Partendo proprio da questa esperienza, come si possono ripensare le aree interne del Paese?
«Beh, chi avesse la soluzione sarebbe pronto per vincere un premio. Posso solo dire quello che ho imparato dalla mia esperienza, a Ostana come in altri progetti di rigenerazione che stiamo facendo. Non c’è progetto di rigenerazione se non c’è una comunità locale forte, e non è affermazione retorica. I Sindaci e le amministrazioni, gli innovatori delle comunità devono essere consapevoli, avere un progetto chiaro e condiviso da portare avanti, perché una cosa è il sogno, l’intenzione, un’altra è praticare nella quotidianità il cambiamento, essere nelle cose e farle funzionare. Non bastano i manifesti, le chiamate alle armi, le case vendute a 1 euro. E le amministrazioni e le comunità devono ancora avere la capacità di trovare e affidarsi a persone portatrici di competenze, creando rapporti fiduciari, perché la mentalità autarchica è il nemico numero uno dei percorsi di rigenerazione. Ovviamente al contempo bisogna essere in grado di costruire una rete minima di servizi fondamentali per garantire quei diritti di cittadinanza che sono alla base dell’abitabilità, e qui si apre un altro discorso importante».
------
◆ **REQUISITI DEL COMPITO**: Nel testo sulle aree interne, quale viene indicato come il nemico numero uno dei percorsi di rigenerazione? I record non hanno alcun ruolo in questo.

Esempi di rilevamento:
------
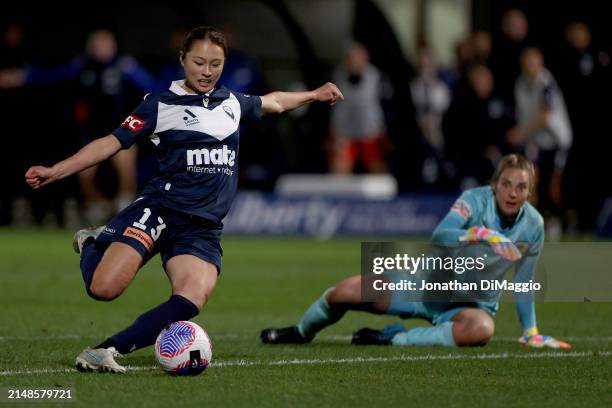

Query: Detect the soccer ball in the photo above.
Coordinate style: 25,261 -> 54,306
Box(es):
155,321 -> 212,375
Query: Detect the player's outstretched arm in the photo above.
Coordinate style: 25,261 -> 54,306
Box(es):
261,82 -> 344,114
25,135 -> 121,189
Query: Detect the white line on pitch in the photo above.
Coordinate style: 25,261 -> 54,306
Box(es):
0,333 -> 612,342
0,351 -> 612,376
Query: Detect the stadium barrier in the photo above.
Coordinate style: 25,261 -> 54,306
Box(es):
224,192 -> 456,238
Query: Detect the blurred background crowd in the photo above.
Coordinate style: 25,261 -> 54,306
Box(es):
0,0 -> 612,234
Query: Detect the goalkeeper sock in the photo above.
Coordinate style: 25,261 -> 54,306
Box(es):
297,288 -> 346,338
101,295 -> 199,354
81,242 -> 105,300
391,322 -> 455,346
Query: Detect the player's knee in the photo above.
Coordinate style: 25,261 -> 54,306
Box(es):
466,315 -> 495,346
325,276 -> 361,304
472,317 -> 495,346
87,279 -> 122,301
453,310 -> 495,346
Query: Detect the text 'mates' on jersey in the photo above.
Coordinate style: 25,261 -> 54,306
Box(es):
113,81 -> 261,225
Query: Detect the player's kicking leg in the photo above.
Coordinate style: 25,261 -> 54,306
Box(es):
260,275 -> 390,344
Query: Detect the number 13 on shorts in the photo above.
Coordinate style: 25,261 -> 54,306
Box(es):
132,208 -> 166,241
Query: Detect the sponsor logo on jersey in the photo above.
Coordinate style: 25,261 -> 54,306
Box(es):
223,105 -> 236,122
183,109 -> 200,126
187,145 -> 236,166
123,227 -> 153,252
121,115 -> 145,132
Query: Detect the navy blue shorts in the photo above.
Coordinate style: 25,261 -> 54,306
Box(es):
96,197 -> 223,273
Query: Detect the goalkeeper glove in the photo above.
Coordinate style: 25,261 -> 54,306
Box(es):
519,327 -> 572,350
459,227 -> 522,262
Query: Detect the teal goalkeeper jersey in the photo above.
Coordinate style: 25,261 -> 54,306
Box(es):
------
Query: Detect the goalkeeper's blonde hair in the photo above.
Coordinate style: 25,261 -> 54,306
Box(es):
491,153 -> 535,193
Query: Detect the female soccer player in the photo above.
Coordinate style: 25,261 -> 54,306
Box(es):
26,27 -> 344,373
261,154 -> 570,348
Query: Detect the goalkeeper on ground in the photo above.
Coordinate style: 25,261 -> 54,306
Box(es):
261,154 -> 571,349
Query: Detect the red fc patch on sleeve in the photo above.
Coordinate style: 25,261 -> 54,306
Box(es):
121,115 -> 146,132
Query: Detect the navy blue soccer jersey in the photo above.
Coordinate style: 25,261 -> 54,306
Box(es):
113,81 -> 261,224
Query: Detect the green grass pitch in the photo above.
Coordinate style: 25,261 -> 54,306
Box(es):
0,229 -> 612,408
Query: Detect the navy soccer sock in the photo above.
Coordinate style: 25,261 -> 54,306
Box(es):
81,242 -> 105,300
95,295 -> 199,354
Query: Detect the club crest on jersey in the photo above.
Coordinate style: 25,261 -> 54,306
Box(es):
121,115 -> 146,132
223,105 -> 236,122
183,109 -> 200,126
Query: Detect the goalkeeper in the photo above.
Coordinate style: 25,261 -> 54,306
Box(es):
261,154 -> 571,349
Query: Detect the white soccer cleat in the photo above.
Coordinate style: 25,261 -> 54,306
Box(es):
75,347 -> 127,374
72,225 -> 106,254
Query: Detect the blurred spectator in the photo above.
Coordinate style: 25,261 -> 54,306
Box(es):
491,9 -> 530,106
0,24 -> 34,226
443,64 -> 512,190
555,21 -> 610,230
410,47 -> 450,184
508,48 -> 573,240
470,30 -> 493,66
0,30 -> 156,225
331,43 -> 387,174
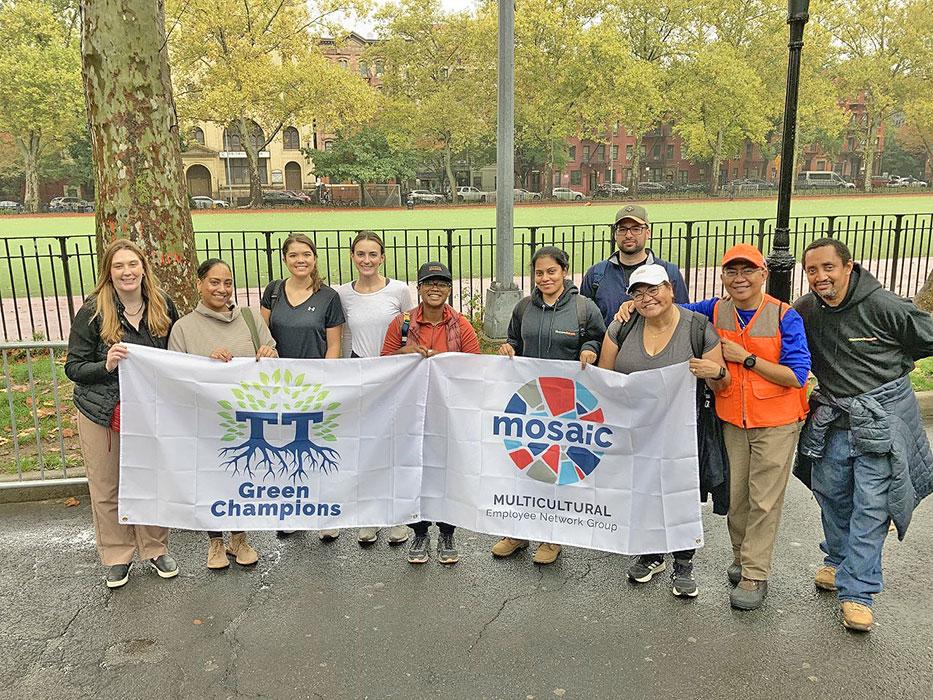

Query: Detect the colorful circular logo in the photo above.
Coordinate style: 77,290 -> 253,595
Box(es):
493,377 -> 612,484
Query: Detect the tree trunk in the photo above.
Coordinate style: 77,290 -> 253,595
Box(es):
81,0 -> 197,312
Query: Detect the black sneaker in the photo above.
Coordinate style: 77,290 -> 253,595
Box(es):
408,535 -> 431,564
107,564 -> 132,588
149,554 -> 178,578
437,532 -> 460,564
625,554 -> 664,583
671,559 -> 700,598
------
◆ **RISPOSTA COMPLETA**: La mentalità autarchica.